**TO DO:**
Please read the records below and return each line holding the string "barrier".

**RECORDS FOR PROCESSING:**
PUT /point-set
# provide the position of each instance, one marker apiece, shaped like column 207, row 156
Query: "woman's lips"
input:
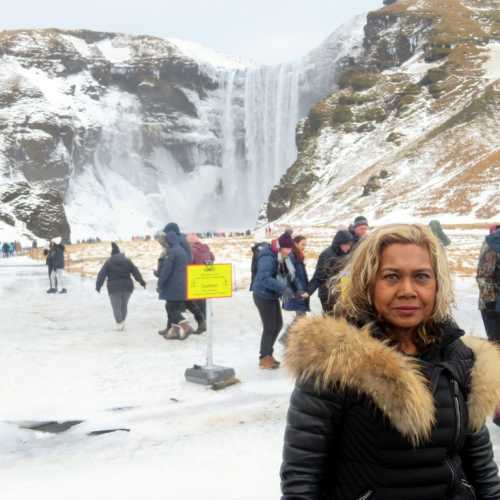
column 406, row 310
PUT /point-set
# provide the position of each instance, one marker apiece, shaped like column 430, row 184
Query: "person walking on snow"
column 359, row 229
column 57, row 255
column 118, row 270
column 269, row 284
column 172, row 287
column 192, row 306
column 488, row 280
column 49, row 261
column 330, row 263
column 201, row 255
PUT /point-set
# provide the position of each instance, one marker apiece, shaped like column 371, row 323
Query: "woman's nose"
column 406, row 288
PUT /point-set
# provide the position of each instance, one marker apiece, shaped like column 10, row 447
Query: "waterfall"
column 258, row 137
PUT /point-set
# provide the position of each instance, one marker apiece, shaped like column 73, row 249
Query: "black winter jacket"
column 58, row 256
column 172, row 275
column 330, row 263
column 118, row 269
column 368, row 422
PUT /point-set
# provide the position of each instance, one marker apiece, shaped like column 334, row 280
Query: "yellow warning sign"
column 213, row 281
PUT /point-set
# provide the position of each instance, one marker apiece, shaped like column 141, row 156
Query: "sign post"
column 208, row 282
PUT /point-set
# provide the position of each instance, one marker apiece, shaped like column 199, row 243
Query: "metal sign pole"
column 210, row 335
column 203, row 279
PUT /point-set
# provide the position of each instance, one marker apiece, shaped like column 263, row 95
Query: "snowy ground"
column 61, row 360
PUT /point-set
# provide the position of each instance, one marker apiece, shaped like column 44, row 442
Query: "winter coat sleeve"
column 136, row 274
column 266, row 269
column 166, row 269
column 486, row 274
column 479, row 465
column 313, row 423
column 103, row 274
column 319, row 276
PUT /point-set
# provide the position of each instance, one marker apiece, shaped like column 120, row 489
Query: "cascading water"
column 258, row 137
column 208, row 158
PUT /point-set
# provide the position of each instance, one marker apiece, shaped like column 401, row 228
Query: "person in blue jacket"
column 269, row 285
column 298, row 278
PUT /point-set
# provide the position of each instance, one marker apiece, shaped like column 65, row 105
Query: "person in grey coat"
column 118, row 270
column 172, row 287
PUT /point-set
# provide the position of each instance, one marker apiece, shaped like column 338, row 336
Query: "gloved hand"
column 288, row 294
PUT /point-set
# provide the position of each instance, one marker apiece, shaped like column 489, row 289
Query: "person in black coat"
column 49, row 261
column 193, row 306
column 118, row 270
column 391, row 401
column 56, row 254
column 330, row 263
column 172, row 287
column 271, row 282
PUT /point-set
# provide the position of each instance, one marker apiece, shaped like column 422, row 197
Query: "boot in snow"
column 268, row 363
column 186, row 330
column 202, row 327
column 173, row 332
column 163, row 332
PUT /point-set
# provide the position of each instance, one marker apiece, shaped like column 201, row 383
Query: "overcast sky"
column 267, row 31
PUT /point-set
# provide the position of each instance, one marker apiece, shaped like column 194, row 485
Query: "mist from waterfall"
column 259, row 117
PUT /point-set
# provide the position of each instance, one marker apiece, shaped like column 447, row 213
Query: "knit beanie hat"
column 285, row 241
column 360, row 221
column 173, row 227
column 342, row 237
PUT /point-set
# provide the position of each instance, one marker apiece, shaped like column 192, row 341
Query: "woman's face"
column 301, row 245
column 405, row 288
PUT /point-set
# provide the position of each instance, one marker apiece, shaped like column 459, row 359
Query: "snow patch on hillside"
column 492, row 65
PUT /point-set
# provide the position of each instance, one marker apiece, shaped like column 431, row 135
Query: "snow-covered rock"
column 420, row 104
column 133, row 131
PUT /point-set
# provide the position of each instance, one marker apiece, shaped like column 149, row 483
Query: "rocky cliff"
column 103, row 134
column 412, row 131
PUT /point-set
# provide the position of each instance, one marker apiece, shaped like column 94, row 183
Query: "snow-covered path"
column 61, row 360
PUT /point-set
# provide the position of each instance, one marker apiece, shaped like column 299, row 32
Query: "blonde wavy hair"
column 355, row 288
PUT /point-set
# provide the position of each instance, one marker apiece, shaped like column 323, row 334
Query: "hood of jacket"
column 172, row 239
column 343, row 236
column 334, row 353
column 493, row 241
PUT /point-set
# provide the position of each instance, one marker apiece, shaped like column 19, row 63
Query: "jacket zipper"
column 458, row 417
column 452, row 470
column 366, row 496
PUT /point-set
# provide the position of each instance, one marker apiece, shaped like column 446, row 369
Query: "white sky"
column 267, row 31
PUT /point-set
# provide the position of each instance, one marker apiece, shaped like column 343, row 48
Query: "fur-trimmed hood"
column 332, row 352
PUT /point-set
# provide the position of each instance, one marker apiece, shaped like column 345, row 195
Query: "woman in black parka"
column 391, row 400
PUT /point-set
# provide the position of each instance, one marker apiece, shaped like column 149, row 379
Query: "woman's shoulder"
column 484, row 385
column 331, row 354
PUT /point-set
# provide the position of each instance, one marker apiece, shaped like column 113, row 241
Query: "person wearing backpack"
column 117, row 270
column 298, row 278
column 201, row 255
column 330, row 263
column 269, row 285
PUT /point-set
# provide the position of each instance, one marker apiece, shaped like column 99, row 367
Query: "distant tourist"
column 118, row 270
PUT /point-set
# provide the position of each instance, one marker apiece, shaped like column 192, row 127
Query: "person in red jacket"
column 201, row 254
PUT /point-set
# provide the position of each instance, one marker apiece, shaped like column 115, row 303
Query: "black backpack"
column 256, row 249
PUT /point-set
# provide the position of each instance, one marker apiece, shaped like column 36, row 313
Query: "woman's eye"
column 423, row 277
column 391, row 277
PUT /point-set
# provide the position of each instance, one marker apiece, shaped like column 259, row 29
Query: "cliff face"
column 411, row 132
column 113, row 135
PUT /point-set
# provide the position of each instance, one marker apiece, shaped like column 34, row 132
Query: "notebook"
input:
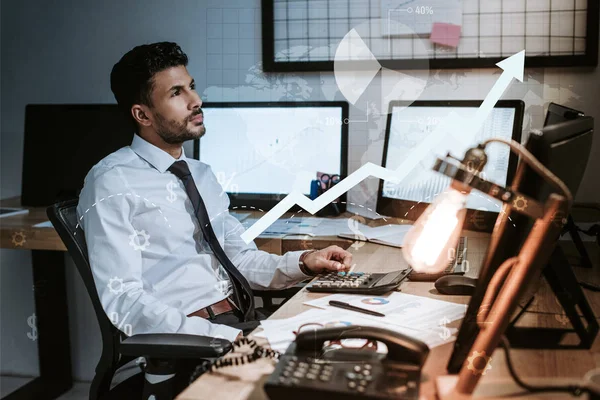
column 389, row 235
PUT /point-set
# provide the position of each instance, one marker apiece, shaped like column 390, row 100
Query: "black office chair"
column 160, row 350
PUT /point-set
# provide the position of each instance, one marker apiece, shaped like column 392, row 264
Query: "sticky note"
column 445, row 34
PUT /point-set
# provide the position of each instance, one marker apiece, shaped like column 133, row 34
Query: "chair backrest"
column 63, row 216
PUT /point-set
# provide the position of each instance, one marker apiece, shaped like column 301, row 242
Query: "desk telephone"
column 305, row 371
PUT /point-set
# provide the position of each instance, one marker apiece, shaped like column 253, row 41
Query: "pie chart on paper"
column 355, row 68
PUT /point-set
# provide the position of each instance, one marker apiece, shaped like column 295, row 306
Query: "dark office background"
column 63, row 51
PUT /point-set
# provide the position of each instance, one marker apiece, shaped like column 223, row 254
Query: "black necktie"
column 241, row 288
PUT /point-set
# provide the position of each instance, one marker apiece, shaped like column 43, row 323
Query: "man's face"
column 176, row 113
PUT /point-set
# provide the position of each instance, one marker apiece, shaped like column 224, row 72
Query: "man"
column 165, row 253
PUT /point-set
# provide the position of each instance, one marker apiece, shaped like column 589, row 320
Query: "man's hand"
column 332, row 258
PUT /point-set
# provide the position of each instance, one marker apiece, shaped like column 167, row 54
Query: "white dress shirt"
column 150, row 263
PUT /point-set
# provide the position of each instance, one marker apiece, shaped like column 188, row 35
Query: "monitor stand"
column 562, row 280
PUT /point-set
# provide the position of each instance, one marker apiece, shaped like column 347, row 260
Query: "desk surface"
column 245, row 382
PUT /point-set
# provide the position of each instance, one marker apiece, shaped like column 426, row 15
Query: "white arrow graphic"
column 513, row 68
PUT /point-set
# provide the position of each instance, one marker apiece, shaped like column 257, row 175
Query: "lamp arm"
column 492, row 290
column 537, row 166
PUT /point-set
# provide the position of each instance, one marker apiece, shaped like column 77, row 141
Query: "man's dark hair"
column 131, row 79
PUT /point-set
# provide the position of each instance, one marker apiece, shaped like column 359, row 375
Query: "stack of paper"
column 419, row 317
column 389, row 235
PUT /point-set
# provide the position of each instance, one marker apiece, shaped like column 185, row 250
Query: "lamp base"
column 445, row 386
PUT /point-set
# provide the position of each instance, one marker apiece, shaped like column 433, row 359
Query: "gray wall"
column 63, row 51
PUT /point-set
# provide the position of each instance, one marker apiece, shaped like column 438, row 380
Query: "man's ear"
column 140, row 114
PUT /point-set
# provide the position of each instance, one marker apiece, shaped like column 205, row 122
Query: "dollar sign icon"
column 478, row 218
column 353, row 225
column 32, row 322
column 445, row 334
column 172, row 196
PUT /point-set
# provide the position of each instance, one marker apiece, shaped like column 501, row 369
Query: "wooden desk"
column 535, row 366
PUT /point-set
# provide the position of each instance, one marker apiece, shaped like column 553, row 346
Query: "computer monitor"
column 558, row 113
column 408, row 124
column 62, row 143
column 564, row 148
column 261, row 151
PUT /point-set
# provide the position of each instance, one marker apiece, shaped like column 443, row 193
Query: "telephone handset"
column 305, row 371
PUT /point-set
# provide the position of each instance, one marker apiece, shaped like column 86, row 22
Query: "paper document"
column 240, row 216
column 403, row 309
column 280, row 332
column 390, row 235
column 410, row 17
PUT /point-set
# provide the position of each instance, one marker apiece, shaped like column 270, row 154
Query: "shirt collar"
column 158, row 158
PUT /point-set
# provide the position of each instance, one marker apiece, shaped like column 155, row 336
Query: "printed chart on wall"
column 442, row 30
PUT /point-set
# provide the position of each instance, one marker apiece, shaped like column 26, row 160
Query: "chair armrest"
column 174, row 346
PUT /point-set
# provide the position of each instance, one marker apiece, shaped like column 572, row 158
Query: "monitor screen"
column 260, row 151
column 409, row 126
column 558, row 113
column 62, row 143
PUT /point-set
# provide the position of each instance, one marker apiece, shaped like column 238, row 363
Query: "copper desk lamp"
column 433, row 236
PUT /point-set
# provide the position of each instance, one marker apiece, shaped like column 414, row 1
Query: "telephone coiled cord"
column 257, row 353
* * *
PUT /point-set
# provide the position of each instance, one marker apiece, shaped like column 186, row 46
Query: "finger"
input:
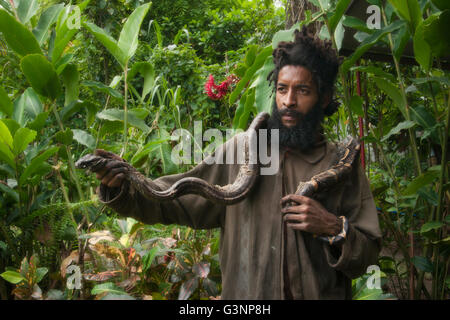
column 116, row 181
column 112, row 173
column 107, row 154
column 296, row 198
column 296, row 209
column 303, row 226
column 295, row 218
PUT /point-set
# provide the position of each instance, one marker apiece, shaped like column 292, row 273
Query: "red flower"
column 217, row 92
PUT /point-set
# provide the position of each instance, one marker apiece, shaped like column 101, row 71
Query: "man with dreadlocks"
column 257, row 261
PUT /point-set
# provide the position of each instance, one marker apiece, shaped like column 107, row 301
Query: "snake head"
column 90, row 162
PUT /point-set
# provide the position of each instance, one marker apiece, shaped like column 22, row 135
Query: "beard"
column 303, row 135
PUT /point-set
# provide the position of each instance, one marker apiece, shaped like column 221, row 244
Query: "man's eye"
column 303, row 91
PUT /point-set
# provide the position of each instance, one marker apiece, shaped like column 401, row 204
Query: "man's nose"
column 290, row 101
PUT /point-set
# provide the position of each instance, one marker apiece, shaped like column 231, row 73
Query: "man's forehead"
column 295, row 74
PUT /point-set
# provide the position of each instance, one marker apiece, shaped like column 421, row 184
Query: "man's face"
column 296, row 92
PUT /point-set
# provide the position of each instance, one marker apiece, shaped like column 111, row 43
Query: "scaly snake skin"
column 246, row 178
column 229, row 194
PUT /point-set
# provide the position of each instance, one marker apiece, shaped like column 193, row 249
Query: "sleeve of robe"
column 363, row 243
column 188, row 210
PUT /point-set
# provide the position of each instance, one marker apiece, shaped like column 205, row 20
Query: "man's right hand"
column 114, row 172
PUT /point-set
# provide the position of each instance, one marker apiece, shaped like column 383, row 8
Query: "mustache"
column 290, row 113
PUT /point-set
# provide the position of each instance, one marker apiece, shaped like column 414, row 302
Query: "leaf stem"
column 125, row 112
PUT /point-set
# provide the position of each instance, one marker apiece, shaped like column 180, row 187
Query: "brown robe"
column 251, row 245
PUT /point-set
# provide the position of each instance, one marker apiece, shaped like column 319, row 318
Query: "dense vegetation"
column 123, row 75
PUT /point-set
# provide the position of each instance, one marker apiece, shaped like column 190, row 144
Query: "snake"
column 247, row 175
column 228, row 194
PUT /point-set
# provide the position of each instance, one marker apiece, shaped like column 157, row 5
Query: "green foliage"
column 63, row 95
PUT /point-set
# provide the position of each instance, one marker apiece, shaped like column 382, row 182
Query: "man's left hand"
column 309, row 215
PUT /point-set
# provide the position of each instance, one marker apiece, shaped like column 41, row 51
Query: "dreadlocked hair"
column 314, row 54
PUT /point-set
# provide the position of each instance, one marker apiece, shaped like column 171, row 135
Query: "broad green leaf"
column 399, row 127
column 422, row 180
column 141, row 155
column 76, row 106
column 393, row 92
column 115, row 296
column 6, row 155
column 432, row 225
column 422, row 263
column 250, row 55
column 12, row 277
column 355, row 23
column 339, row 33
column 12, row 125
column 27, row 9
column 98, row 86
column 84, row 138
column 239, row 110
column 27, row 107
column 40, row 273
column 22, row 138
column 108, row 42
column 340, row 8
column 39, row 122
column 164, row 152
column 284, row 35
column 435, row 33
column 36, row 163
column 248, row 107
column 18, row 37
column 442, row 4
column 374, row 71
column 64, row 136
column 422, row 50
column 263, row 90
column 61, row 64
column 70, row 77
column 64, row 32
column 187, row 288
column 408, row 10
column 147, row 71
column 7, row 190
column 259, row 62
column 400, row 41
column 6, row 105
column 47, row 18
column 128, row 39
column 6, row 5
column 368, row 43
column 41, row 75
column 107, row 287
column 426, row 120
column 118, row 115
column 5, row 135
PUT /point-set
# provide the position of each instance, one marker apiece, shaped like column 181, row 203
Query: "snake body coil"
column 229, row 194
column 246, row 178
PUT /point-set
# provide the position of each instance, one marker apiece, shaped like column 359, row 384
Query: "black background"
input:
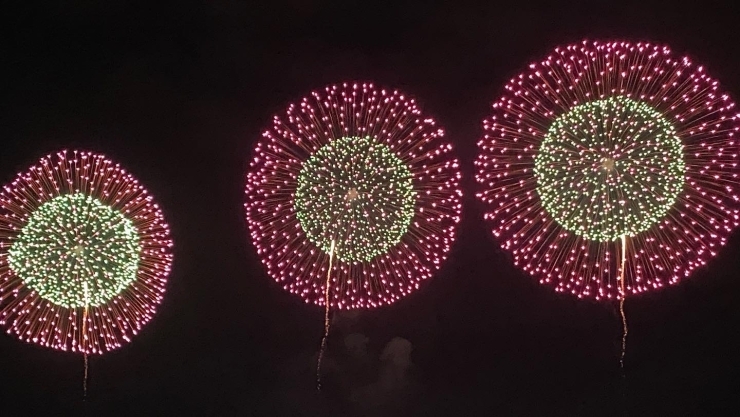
==
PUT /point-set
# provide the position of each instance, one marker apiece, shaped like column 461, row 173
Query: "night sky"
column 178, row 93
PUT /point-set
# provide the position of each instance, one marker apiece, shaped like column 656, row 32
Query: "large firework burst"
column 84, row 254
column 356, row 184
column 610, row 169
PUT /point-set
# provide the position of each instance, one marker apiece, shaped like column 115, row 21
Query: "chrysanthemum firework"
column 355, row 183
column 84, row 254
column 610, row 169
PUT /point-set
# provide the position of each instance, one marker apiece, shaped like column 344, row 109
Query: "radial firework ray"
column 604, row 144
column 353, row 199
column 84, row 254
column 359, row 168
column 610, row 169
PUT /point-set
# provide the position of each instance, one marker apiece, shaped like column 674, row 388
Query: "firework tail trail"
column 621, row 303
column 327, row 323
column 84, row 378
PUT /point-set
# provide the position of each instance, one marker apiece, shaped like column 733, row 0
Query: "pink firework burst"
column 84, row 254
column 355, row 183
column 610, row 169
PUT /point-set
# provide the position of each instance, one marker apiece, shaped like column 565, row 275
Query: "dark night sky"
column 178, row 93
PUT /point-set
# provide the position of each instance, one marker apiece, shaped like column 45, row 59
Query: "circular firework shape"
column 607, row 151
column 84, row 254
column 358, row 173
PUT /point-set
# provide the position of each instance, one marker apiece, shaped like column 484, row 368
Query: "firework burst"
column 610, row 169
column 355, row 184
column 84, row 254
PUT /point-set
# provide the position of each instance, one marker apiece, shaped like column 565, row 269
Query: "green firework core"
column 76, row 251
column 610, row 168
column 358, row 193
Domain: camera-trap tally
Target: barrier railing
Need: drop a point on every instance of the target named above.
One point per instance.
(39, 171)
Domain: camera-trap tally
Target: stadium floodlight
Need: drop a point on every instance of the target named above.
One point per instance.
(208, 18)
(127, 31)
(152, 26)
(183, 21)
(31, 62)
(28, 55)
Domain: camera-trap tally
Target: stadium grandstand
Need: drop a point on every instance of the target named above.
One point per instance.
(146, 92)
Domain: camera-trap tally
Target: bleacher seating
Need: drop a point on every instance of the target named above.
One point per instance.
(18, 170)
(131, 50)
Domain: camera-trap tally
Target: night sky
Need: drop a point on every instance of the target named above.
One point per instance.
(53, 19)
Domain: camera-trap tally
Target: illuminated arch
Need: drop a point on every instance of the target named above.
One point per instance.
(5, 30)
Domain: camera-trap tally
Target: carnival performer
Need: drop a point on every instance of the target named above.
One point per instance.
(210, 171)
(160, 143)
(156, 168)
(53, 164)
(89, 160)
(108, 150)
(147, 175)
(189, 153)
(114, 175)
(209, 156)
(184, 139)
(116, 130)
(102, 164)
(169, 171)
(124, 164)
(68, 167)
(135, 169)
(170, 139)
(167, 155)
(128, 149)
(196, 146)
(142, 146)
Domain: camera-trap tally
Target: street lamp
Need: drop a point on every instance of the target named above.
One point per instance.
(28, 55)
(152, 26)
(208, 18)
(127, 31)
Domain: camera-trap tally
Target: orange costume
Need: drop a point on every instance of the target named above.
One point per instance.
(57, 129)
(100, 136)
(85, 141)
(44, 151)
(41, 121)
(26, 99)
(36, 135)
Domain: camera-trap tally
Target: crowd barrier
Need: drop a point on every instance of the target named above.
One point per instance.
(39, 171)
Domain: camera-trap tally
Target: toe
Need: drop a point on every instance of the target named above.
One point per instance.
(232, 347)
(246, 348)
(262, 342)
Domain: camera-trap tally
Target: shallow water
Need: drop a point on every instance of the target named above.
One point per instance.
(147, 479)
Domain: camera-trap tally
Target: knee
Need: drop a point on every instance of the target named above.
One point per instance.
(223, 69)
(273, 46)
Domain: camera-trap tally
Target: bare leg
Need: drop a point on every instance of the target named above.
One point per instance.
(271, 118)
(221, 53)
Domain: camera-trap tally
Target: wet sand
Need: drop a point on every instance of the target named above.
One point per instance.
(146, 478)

**OUTPUT:**
Target: barrier railing
Target: crowd barrier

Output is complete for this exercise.